* begin Stored records *

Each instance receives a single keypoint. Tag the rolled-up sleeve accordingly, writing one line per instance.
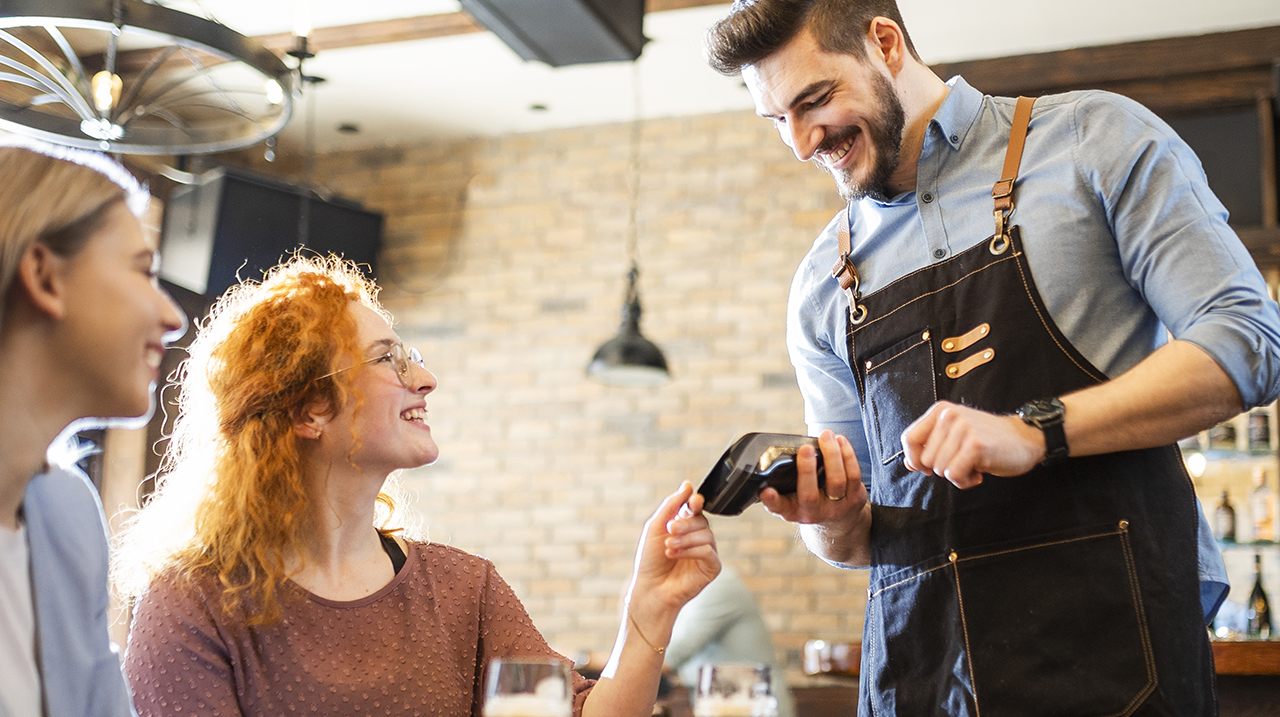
(1175, 243)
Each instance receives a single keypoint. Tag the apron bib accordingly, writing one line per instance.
(1072, 590)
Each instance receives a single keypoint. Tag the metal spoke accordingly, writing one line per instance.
(49, 67)
(44, 83)
(71, 56)
(146, 74)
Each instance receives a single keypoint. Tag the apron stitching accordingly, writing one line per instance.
(871, 607)
(937, 290)
(1064, 542)
(876, 411)
(1043, 323)
(881, 365)
(905, 277)
(1142, 620)
(876, 416)
(918, 575)
(968, 651)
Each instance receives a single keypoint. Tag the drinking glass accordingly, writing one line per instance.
(528, 686)
(735, 690)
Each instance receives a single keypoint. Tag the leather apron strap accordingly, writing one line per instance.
(1004, 190)
(846, 272)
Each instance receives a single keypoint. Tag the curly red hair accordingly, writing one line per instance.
(231, 496)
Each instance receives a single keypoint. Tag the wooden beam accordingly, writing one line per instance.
(1171, 96)
(1091, 67)
(380, 32)
(423, 27)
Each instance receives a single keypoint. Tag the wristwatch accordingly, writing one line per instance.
(1046, 414)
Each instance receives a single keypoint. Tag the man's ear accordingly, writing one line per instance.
(41, 278)
(885, 39)
(311, 421)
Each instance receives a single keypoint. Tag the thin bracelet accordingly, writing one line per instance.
(636, 625)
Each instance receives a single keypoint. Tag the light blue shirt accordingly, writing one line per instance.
(67, 535)
(1121, 232)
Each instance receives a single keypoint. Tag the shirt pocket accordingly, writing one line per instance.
(900, 388)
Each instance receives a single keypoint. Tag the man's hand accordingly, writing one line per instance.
(845, 493)
(961, 443)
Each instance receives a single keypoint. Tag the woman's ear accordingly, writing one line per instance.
(311, 421)
(41, 278)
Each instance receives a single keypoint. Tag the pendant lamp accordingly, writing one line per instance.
(630, 359)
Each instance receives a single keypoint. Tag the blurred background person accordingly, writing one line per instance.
(261, 584)
(722, 625)
(83, 325)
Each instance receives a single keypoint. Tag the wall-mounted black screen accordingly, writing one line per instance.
(234, 224)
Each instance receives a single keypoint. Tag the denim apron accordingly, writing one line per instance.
(1072, 590)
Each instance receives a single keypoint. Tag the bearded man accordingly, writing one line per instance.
(1005, 379)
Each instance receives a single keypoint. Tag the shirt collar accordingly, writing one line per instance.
(958, 113)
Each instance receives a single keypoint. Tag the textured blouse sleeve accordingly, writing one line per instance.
(506, 630)
(177, 663)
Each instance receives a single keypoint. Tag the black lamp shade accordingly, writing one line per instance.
(629, 359)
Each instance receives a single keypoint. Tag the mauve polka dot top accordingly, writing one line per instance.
(417, 647)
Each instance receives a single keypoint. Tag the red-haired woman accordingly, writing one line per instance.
(263, 585)
(82, 329)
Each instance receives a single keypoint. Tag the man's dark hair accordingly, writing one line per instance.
(757, 28)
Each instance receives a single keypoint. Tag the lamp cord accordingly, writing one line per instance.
(632, 241)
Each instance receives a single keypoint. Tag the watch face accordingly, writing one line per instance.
(1041, 410)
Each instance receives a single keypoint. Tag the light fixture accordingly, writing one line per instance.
(133, 77)
(630, 359)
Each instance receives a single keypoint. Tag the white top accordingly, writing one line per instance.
(19, 679)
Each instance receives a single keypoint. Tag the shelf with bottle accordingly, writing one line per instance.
(1234, 469)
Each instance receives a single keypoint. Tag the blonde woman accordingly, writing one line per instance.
(83, 323)
(263, 585)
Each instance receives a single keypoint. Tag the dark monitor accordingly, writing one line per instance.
(234, 224)
(1229, 146)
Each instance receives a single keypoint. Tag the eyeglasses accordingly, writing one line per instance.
(400, 359)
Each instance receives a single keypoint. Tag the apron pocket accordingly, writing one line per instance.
(913, 644)
(1056, 628)
(900, 388)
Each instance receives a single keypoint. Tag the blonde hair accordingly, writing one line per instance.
(56, 196)
(231, 496)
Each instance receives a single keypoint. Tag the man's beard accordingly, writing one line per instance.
(885, 135)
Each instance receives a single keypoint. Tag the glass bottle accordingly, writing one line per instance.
(1223, 437)
(1262, 506)
(1258, 611)
(1224, 520)
(1260, 432)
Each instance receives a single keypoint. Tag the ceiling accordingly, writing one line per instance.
(471, 83)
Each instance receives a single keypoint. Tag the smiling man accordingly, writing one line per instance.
(988, 324)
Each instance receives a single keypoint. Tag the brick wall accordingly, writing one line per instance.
(504, 263)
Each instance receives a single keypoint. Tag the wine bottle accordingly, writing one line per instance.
(1262, 506)
(1224, 520)
(1258, 610)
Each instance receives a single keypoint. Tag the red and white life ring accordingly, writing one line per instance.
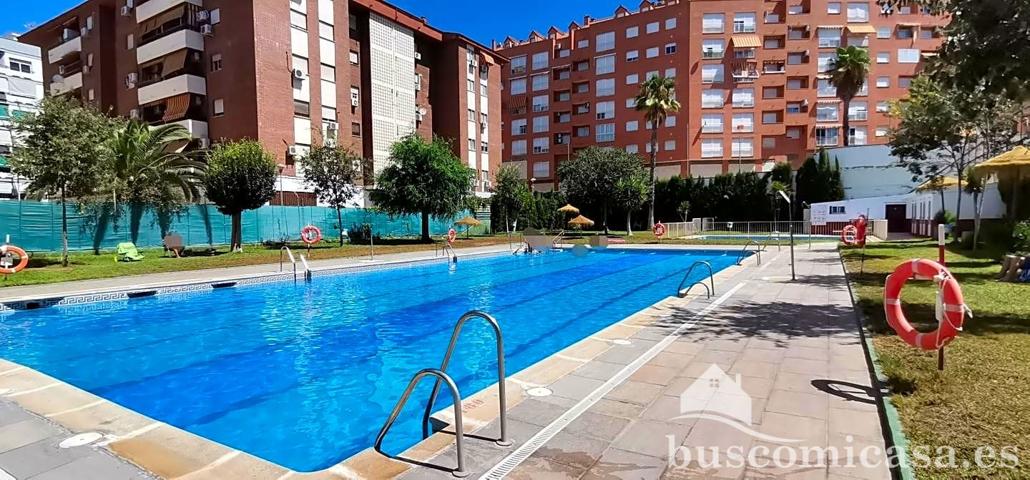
(310, 235)
(9, 269)
(951, 308)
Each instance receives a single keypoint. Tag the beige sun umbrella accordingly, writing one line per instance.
(1014, 164)
(468, 223)
(581, 221)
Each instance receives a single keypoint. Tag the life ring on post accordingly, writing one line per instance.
(310, 235)
(6, 266)
(951, 308)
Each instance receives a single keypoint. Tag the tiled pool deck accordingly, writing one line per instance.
(795, 345)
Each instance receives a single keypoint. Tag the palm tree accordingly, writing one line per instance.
(150, 170)
(848, 74)
(656, 100)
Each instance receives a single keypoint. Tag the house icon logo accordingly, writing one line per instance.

* end Stored records *

- [Exercise requirements] Return each item above word for word, omitting the pictures.

- [Task response]
Each instance receives a single keypoint. Tag the rolled-up sleeve accordingly, writing one line per instance.
(1175, 243)
Each instance receives a single keypoint. Tag the apron bib accordingly, writing one line per instance.
(1072, 590)
Each instance receives a single keypoint. Tag the metal spoke accordingly, writing one line per instance.
(49, 67)
(44, 83)
(71, 56)
(146, 74)
Each instance receives a single keypoint. Tag the apron stitching accordingly, writing one line per instance.
(871, 607)
(937, 290)
(1064, 542)
(876, 411)
(1043, 323)
(881, 365)
(905, 277)
(1142, 620)
(876, 416)
(918, 575)
(968, 651)
Each instance receives a single keypoint. Tag the drinking glass accordingly, writing one line per instance.
(528, 686)
(735, 690)
Each instance receives a single keypoint. Tag the leather apron strap accordingly, writing one line per instance.
(1004, 190)
(846, 272)
Each instance receives a single keypoint. Tag the curly red hair accordingly, writing one line per instance.
(231, 496)
Each instance receives a single keypoint. Tag the wooden beam accordingly, writing one line per instance.
(1171, 96)
(1091, 67)
(380, 32)
(423, 27)
Each instance receives a single keypoint. Tag the wristwatch accordingly, writing one line per instance.
(1046, 414)
Each instance receives a single keypoint. Tag the man's ear accordingly, writing one line per instance.
(41, 278)
(885, 39)
(311, 421)
Each instance receives a single keypoint. Tag the thin bracelet accordingly, writing one line per instance.
(636, 625)
Each instance receives a single keypoint. Tag the light blue shirt accordingly, writing one line per instance.
(67, 535)
(1121, 232)
Each instance receives a single keypoint. Tag the shirt pocket accordingly, writing one line per instance.
(900, 388)
Each instance receives a single keypoint. Tag the man's hand accordingly, writing one line per instance.
(845, 493)
(961, 443)
Each instance receives a single keypoint. Tag the woman's ear accordingly, writing one line per instance.
(311, 421)
(41, 278)
Each instance receives a single keypoint. Tag the pendant lamp accordingly, writing one line per instance.
(630, 359)
Each instance receives a single keypoint. Tag the blurred background person accordingly, writing one line per instance.
(261, 584)
(722, 625)
(83, 325)
Each instance receives a single keypoint. Tag the wall-mounted black screen accordingly, writing one line per instance.
(234, 224)
Each instance receives a single keypoint. Tag the denim apron accordingly, writing one line per instance.
(1072, 590)
Each instance receives a single keypoint. Tag the bearded man accordingly, writing one line per instance.
(1005, 379)
Each instance receives a single keypoint. Tag the shirt collar accordingly, writing one line per instance.
(958, 113)
Each instance receives a single keypoint. Tag the textured blouse sleeve accordingly, writing one line per instance.
(506, 630)
(177, 663)
Each instance receives a single keypoint. Tag the black lamp shade accordingly, writing one line per instance.
(629, 359)
Each instance receives a single keypoint. Tag the mauve polka dot top accordingly, writing one line per instance.
(417, 647)
Each instance receives a single keypoint. Tag the red-haired woman accordingly, writing one line per instance.
(263, 585)
(82, 329)
Each instance receives a single keypoint. Tag the man's dark hair accordingly, writing one line per instance.
(757, 28)
Each instance receives a single keypoint. Tag the lamp cord accordingly, writing one line per instance.
(632, 241)
Each instance receives a single keypoint. Tag the watch face accordingly, writing one line per instance.
(1041, 410)
Each instance receives a single keypoint. Tag the light fixture accordingly, writing one line per instance.
(133, 77)
(630, 359)
Each instance receives a single keypoint. Tag the white top accordingly, writing one line per instance.
(19, 679)
Each instance receives a single keypoint. Tag the shelf with bottle accordingly, writing one line per instance.
(1234, 469)
Each instance receives a single keypoint. Tag the blonde woman accordingly, writing one line per instance.
(83, 323)
(263, 585)
Each instance receives a single keypoint. Tag the dark monitor accordingly, writing one line per instance.
(234, 224)
(1229, 146)
Each instance receives a single keypoint. Tag the eyeglasses accordingly, writing one line per instance.
(400, 359)
Each instance receives a single keypoint. Tag the apron pocket accordingly, writing one line per instance.
(913, 644)
(1056, 628)
(900, 388)
Each instance receives a single keypoint. Tag the blonde hair accordingly, writing one line per instance.
(56, 196)
(231, 496)
Each instance receives a single keypoint. Tag the man's beard accordingly, writing one line per instance.
(885, 135)
Each instance receives a single keypoint. Tag the glass bottle accordingly, writing one line per instance.
(1223, 437)
(1262, 506)
(1258, 611)
(1224, 520)
(1260, 432)
Each instance receives a single keypoint. Tag the ceiling accordingly, writing one line per instance.
(471, 83)
Each instance receives a single keypoint. Tag the smiling man accordingly, writing one line per instance.
(988, 324)
Each instance receives a single keypoint. Tag the brick wall accordingly, writing one line per instance.
(504, 263)
Each instance receives a single keypoint. Tag the wine bottle accordingly, writing one line per instance.
(1262, 506)
(1224, 520)
(1258, 610)
Each instance receives a single keypoint. Tag the red and white life ring accordingly, writing one line per instance.
(310, 235)
(9, 269)
(951, 308)
Each instance receives a single keypoint. Tag the beige sun umbrella accordingly, writing one line per instance.
(1014, 164)
(468, 223)
(581, 221)
Each instance receives a single keypoint. Tag the life ring on post accordingly, writing one line per instance.
(310, 235)
(6, 266)
(951, 308)
Each instance receives a single keypoint. Tag the tiled pool deck accordingly, writing one line per instance.
(795, 345)
Each instance receives a single keypoint. Tag the palm tree accordingly, writing one line per instance.
(150, 170)
(848, 74)
(656, 100)
Each instance receives a single keypoint. Tag the house icon logo accordingly, writing one line per instance.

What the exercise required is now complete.